(Point annotation entries)
● ● ● ●

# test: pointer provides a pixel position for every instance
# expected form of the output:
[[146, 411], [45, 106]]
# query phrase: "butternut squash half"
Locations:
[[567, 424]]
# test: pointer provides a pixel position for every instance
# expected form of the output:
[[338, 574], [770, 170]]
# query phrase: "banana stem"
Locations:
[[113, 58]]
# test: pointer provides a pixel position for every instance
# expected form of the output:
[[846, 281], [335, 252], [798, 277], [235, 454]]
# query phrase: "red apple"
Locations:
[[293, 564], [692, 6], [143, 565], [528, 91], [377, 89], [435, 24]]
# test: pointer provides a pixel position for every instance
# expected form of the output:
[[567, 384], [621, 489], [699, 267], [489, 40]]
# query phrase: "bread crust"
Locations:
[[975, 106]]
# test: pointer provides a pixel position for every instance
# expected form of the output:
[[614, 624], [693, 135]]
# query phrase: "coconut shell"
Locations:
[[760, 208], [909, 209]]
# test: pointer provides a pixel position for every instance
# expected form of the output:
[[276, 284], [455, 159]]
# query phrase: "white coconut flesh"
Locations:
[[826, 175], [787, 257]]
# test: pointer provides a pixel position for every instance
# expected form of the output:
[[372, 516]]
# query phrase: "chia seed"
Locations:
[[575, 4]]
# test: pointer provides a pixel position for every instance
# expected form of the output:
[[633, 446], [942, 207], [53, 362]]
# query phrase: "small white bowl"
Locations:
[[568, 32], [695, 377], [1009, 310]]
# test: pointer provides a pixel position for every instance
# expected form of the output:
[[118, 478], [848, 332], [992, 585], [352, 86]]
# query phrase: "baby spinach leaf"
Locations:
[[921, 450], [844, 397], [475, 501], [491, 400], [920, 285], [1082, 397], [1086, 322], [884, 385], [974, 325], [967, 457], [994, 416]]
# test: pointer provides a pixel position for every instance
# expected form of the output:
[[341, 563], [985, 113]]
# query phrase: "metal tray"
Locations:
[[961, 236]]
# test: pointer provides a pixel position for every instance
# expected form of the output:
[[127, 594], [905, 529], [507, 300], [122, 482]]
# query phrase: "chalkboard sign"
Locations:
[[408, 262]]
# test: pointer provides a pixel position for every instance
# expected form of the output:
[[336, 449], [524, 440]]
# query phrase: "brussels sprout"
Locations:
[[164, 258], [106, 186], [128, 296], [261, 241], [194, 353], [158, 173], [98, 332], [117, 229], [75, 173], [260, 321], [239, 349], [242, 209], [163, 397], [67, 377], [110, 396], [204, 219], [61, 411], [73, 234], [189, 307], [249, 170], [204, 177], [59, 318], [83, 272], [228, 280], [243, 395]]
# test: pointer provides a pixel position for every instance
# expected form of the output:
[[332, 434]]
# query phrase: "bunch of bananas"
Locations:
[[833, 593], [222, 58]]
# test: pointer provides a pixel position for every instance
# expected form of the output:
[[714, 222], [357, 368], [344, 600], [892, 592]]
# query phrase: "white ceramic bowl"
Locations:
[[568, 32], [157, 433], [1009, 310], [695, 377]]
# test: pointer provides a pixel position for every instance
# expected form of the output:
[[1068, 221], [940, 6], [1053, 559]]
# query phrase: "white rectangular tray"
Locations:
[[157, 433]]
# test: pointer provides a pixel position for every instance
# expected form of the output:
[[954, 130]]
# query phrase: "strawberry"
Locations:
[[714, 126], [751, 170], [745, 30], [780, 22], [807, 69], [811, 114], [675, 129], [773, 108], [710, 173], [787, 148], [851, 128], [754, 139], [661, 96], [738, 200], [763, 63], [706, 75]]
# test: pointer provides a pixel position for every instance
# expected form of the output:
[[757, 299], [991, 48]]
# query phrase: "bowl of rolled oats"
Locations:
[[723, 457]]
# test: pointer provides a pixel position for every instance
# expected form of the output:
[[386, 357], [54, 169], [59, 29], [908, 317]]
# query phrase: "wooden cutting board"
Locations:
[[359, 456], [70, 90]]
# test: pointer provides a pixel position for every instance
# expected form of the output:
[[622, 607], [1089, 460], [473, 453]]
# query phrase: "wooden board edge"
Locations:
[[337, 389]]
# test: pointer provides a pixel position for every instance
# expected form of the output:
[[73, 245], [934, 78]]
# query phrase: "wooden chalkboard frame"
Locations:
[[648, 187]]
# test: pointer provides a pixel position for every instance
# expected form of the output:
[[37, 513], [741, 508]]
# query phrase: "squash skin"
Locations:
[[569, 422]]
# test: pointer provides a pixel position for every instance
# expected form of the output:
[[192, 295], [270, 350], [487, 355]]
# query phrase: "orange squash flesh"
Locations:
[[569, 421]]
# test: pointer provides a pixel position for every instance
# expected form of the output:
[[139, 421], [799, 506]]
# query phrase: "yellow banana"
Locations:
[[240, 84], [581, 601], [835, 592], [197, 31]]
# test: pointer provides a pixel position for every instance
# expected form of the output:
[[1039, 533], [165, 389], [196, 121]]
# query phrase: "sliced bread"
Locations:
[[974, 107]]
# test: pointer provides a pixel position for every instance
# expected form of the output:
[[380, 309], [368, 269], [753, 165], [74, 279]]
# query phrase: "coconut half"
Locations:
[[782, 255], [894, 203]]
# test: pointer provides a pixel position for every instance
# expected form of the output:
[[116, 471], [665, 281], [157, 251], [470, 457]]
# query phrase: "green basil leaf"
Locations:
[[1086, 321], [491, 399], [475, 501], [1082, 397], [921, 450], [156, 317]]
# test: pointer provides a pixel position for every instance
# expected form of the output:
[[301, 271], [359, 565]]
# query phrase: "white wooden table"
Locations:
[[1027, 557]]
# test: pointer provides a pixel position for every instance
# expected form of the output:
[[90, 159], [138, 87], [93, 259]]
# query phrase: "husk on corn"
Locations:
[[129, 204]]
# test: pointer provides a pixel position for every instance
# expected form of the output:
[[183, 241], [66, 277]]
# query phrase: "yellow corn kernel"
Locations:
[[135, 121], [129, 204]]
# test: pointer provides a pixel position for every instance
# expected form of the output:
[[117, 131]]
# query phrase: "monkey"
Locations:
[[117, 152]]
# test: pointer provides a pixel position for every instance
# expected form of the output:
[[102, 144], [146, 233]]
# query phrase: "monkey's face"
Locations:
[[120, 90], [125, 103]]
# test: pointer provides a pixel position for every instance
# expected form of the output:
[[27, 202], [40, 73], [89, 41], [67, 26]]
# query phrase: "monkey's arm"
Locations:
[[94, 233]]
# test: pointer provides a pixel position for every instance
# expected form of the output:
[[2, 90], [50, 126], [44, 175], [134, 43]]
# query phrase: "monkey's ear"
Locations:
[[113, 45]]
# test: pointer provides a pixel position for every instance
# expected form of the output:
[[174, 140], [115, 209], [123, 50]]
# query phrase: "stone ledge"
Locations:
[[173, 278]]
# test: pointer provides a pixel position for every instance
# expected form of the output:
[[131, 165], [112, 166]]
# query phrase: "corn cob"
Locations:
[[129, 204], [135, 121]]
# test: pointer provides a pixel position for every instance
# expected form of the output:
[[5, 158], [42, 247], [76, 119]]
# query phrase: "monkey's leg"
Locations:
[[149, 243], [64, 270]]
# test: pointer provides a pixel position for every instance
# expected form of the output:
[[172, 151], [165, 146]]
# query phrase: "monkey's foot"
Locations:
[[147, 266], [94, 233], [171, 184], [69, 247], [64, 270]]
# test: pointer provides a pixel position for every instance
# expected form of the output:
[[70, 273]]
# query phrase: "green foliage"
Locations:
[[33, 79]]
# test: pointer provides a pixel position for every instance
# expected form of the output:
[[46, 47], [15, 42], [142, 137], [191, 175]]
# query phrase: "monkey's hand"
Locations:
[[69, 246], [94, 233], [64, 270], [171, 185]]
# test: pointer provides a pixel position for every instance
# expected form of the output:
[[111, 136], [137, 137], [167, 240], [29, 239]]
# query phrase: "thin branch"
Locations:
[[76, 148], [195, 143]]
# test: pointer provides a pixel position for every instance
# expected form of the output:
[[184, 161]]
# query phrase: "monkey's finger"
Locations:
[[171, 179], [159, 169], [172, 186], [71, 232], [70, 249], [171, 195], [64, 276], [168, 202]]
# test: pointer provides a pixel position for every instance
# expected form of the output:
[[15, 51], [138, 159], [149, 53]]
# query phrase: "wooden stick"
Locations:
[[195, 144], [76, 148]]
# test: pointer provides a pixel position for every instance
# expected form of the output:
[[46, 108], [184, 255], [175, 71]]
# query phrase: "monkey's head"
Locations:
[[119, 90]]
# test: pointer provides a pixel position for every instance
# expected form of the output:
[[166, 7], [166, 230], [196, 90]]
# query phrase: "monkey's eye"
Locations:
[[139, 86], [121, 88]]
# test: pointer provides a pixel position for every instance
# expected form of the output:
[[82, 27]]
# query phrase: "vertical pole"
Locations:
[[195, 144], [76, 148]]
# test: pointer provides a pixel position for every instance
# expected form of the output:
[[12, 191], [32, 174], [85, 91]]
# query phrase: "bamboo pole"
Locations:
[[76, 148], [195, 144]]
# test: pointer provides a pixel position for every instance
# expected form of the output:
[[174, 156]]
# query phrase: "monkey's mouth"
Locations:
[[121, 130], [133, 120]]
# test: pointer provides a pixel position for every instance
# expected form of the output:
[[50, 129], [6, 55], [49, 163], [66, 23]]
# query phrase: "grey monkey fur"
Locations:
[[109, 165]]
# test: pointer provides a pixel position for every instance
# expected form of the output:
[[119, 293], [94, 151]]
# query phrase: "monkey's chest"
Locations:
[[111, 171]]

● ● ● ●

THE EXERCISE: Reproduce the entries above verbatim, starting at their first line and ending with the line that contains "[[975, 106]]".

ANSWER TO THIS EXERCISE:
# test: pointer provides a pixel position for every instance
# expected form of the output:
[[146, 411], [45, 106]]
# query phrase: "butternut squash half"
Locations:
[[567, 424]]
# test: pointer provides a pixel position for every instance
# expected form of the output:
[[338, 574], [770, 170]]
# query phrase: "banana stem"
Locations:
[[113, 58]]
# test: pointer provides a pixel position for every instance
# expected form of the output:
[[846, 281], [335, 252], [798, 277], [235, 454]]
# query phrase: "red apple"
Locations:
[[293, 564], [692, 6], [143, 565], [528, 91], [377, 89], [435, 24]]
# test: pointer provides a pixel position for every instance
# expected form of the output:
[[567, 384], [621, 489], [699, 267], [489, 40]]
# query phrase: "bread crust"
Locations:
[[975, 106]]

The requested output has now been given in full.